◆ TASK:
Include in the output the line containing "Where can the stone balustrade" and each subsequent line of the records, through the end, transcribed exactly. Add nothing else.

#### THE DATA ####

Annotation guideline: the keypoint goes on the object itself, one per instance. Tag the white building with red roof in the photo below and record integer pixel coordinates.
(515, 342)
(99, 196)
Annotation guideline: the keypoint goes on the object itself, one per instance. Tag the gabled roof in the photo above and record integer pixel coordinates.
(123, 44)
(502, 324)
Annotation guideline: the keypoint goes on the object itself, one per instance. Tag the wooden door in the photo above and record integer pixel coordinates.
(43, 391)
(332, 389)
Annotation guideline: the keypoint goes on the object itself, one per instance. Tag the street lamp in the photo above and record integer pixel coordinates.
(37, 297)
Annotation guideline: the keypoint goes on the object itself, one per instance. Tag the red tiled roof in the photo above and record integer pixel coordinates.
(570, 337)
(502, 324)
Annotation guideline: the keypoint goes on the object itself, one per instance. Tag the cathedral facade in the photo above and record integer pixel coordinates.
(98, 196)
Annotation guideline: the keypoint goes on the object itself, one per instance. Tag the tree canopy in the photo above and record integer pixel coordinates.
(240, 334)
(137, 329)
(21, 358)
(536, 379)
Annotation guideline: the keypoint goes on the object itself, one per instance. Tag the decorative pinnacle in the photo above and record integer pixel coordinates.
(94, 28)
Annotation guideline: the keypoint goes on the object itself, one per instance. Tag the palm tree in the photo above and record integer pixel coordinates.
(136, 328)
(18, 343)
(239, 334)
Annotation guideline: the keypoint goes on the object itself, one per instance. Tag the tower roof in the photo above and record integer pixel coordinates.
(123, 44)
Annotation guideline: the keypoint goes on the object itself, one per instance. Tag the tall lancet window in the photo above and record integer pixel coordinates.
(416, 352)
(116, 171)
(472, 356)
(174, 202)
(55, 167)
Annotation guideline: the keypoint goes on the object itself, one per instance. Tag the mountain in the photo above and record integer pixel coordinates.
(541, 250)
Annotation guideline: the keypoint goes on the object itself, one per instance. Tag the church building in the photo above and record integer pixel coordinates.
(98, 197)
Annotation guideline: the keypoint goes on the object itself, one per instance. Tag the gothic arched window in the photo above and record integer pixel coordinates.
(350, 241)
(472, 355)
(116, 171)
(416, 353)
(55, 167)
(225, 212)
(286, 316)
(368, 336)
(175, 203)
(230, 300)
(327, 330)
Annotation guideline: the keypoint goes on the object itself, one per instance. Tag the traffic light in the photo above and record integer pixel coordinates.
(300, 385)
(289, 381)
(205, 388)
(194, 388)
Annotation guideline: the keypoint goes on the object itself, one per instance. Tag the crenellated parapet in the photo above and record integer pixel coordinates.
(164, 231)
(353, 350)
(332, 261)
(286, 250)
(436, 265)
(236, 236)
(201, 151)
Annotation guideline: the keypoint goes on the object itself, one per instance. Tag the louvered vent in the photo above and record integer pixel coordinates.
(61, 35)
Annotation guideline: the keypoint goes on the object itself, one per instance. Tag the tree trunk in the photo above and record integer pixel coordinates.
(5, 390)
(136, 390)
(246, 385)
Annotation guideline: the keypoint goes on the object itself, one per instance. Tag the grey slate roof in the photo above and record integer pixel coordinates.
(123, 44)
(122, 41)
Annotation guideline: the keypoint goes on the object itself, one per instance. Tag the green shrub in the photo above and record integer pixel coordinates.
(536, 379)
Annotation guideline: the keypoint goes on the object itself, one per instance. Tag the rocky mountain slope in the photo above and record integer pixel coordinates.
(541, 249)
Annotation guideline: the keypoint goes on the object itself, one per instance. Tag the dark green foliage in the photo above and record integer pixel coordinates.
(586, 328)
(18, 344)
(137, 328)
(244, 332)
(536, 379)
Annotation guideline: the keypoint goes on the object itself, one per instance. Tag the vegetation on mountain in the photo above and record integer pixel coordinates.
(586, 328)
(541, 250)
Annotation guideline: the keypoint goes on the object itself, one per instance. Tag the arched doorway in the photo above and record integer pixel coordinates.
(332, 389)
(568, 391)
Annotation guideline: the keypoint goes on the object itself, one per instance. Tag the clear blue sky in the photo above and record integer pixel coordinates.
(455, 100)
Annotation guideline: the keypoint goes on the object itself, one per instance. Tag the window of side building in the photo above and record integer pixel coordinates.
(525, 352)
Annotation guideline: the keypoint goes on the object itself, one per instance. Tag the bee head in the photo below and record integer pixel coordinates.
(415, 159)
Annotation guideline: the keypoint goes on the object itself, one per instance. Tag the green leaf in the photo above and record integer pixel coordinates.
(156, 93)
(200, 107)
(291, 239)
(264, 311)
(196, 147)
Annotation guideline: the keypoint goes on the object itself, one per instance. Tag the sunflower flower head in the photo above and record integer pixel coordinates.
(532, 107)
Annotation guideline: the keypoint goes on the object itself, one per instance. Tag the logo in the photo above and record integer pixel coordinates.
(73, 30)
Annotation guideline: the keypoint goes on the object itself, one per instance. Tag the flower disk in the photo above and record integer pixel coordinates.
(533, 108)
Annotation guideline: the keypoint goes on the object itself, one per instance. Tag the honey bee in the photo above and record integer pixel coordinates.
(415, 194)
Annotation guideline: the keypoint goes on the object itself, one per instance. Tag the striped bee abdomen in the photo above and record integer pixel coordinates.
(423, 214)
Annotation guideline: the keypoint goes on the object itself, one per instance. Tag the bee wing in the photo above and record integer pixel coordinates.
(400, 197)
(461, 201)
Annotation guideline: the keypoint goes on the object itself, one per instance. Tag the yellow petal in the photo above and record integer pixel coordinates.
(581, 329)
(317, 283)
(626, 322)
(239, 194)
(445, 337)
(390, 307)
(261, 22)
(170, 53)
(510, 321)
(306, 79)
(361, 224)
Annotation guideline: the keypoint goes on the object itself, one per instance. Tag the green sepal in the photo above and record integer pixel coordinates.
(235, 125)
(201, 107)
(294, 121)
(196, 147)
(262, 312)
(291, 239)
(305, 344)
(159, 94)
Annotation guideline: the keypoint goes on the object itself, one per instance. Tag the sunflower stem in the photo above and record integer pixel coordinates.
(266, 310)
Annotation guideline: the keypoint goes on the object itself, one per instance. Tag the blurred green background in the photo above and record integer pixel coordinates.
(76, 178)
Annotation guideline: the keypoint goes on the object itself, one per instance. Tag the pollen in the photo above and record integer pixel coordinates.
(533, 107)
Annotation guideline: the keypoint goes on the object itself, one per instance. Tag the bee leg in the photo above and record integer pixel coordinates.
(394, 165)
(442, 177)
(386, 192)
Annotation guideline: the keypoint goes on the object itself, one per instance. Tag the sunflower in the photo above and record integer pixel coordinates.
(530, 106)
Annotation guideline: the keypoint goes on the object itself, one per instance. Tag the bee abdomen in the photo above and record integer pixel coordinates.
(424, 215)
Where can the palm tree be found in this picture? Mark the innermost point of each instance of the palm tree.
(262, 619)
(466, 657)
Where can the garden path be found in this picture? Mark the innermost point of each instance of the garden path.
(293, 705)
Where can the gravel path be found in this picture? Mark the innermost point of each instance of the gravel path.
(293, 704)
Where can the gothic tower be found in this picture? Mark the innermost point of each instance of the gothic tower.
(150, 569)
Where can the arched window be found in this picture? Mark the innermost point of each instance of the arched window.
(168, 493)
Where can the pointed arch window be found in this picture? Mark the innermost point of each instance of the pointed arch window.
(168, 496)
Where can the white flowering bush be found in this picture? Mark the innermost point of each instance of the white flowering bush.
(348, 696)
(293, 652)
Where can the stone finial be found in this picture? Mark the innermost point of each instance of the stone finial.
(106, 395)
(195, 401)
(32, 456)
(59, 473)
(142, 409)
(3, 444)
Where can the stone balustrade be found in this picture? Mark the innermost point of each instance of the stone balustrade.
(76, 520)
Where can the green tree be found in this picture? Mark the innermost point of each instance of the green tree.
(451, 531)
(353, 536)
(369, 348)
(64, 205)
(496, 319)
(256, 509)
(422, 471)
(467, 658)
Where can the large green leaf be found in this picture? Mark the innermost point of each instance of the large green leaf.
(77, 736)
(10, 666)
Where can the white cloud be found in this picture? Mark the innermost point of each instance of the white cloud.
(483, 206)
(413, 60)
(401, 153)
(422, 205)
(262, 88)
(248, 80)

####

◆ SOLUTION:
Where can the stone balustrade be found in this picture? Mark the innermost point of each instance of the stone balustrade.
(76, 520)
Where can the green tree be found in this picture? Mark the innermost point of each instance of the green tree.
(451, 531)
(353, 536)
(369, 348)
(64, 205)
(496, 319)
(256, 509)
(422, 471)
(467, 658)
Where can the large green leaf be found in this picture? Mark the innermost point of each instance of the large green leaf.
(77, 736)
(10, 666)
Where can the white cloud be found in this picture? Mark the innermost point of each instance of the white cloud.
(483, 206)
(413, 60)
(401, 153)
(422, 205)
(262, 88)
(248, 80)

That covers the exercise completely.